■ SELECTED EXTRACT
■ ■ ■ ■ ■
RMG workers must be freed from debt burden

03 May 2021


Bangladeshi workers in the readymade garment sector suffered a 35 per cent wage cut during the lockdown period amid the coronavirus pandemic last year. The sector has been hit hard due to a number of factors, including market closure, delay in shipment, delayed payment for products and more. This has made the workers entangled in debt, says a new study.
The study, jointly conducted by UNDP and California University's Chowdhury Centre for Bangladesh Studies and the Institute for Human Rights, revealed the various risks faced by the readymade garment industry workers, women workers in particular, during the prevalence of coronavirus. The study urged the business community and all others to work together to face the challenges ahead in order to ensure sustainable development of the sector, which had adverse impact on workers rights to food, health, housing and even life. It also recommended that proper application of the law to reduce the risks faced by the workers due to the spike in coronavirus transmission.
■ ■ ■ ■ ■
■ DATASET EXTRACT
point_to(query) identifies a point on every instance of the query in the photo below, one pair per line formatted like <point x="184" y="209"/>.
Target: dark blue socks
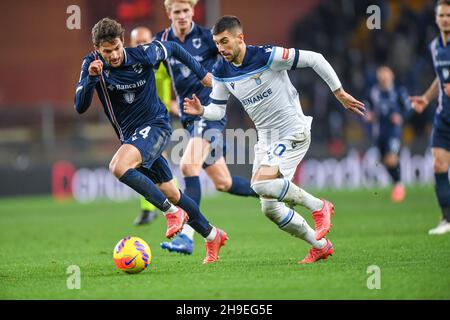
■ ■ ■ ■ ■
■ EXERCISE SET
• 1. List the workers' rights that the garment-workers article says the sector's troubles affected.
• 2. In the garment-workers article, extract the text between "The study, jointly" and "in coronavirus transmission.", inclusive.
• 3. In the garment-workers article, how large a wage cut did readymade garment workers in Bangladesh suffer during last year's lockdown?

■ ANSWERS FOR EACH ITEM
• 1.
food
health
housing
life

• 2.
The study, jointly conducted by UNDP and California University's Chowdhury Centre for Bangladesh Studies and the Institute for Human Rights, revealed the various risks faced by the readymade garment industry workers, women workers in particular, during the prevalence of coronavirus. The study urged the business community and all others to work together to face the challenges ahead in order to ensure sustainable development of the sector, which had adverse impact on workers rights to food, health, housing and even life. It also recommended that proper application of the law to reduce the risks faced by the workers due to the spike in coronavirus transmission.

• 3. A 35 per cent wage cut.